### Work task
Exact copies of the lines from the line containing "the front wheel" through the last line of the entries below are the whole answer.

### The data
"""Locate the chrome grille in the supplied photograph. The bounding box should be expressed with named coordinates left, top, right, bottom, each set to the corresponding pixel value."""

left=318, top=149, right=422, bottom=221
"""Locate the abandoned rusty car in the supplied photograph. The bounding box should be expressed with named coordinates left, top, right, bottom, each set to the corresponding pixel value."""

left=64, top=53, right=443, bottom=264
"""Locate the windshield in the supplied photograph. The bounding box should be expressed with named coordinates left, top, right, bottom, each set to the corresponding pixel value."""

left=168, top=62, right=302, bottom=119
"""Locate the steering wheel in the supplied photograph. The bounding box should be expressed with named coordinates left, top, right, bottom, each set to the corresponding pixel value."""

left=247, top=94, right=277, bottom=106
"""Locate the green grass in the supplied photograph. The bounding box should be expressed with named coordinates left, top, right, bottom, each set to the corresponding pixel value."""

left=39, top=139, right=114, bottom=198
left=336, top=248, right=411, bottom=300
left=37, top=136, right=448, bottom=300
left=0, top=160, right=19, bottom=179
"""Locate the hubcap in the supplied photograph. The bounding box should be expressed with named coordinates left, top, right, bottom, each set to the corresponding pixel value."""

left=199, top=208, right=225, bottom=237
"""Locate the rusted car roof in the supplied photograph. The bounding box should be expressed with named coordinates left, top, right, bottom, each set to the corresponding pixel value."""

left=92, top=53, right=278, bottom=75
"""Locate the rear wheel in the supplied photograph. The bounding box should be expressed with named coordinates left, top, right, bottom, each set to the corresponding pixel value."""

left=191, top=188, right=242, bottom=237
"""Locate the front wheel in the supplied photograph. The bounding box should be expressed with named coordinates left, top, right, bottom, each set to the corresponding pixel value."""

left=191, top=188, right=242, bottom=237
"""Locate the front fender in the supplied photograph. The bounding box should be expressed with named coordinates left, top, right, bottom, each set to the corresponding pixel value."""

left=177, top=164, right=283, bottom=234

### Worked solution
"""Locate the front wheel in the supplied photograph. The bounding box should be expressed with named coordinates left, top, right, bottom, each set to the corresponding pixel value."""

left=191, top=188, right=242, bottom=237
"""Locate the front fender in the supplied photograph. The bounding box should be expressed with named coordinates left, top, right, bottom, each set to the corresponding pixel value."""

left=177, top=164, right=283, bottom=234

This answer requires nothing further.